- _DATA IN THIS EXERCISE_
== == ==

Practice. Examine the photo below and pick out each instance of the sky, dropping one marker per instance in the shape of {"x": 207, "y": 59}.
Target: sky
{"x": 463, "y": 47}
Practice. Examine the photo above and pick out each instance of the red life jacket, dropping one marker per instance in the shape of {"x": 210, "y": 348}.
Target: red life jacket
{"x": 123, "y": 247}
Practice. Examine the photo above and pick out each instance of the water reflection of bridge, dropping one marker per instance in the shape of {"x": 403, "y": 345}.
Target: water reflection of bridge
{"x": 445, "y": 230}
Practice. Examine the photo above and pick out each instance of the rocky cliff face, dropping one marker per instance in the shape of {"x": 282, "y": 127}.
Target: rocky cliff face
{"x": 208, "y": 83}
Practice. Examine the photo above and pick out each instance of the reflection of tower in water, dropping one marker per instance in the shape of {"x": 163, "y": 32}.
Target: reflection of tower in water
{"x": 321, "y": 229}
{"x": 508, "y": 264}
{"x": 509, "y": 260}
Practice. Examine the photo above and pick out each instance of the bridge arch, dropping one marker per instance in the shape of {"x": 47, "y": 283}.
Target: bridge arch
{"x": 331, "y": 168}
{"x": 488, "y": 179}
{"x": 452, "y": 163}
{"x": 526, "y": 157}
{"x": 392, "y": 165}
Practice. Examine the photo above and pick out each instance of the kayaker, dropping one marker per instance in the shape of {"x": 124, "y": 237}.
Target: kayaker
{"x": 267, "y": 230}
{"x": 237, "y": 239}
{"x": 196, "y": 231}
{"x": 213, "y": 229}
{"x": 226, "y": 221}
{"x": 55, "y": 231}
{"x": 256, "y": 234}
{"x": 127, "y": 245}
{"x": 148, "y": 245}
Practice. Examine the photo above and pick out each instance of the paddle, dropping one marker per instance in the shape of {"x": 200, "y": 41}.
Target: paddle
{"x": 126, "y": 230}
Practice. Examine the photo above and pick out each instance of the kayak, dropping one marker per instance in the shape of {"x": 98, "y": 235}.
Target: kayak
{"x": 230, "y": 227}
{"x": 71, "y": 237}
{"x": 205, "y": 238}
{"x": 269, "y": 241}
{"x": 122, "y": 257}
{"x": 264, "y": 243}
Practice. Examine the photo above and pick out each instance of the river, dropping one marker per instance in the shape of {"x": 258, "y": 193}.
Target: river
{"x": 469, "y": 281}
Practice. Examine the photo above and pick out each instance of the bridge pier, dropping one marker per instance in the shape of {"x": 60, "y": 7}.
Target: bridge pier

== == ==

- _WHAT YOU WILL DO_
Reprint every entry exactly.

- _SOLUTION_
Practice. Examine the photo below and pick out each instance of the sky, dropping one marker per instance in the shape of {"x": 207, "y": 59}.
Target: sky
{"x": 463, "y": 47}
Practice. Examine the photo above and pick out each instance of the red life jacket, dropping one marker per instance in the shape of {"x": 210, "y": 348}.
Target: red life jacket
{"x": 123, "y": 247}
Practice. Examine the photo above and pick out each instance of the water reflection of bridge, dropping one marker per instance in the shape of {"x": 403, "y": 345}.
Target: water reflection of bridge
{"x": 445, "y": 230}
Practice. Examine the photo above and pick out each instance of the rocky cliff face, dropping one marker per instance in the shape of {"x": 282, "y": 127}.
Target: rocky cliff face
{"x": 208, "y": 83}
Practice. Examine the photo above and pick out each instance of the reflection of tower in water, dropping one marker per instance in the shape of {"x": 163, "y": 32}.
Target: reflection of tower in water
{"x": 321, "y": 229}
{"x": 508, "y": 264}
{"x": 509, "y": 260}
Practice. Examine the photo above and pick out each instance of the bridge arch, dropping one marker per instance in the shape of {"x": 47, "y": 283}.
Target: bridge arch
{"x": 331, "y": 168}
{"x": 488, "y": 179}
{"x": 452, "y": 163}
{"x": 526, "y": 157}
{"x": 392, "y": 165}
Practice. Examine the photo above and pick out each instance of the kayaker, dropping one marker per instance in the shape of {"x": 124, "y": 237}.
Target: kayaker
{"x": 267, "y": 230}
{"x": 237, "y": 239}
{"x": 196, "y": 231}
{"x": 213, "y": 229}
{"x": 226, "y": 221}
{"x": 55, "y": 231}
{"x": 256, "y": 234}
{"x": 127, "y": 245}
{"x": 148, "y": 245}
Practice. Examine the photo above and pick out each instance of the paddle, dropping one marker per instance in the shape of {"x": 200, "y": 41}.
Target: paddle
{"x": 126, "y": 230}
Practice. Examine the photo above and pick out each instance of the kayak, dropping one marker per instance in the shape of {"x": 98, "y": 235}.
Target: kayak
{"x": 230, "y": 227}
{"x": 71, "y": 237}
{"x": 205, "y": 238}
{"x": 269, "y": 241}
{"x": 122, "y": 257}
{"x": 264, "y": 243}
Practice. Examine the photo above and pick out each instance of the river, dropping one marker per instance in the shape of {"x": 258, "y": 193}.
Target: river
{"x": 469, "y": 281}
Practice. Examine the photo above and pick out each instance of the bridge pier, dropping one marker per instance in the shape of {"x": 60, "y": 7}.
Target: bridge pier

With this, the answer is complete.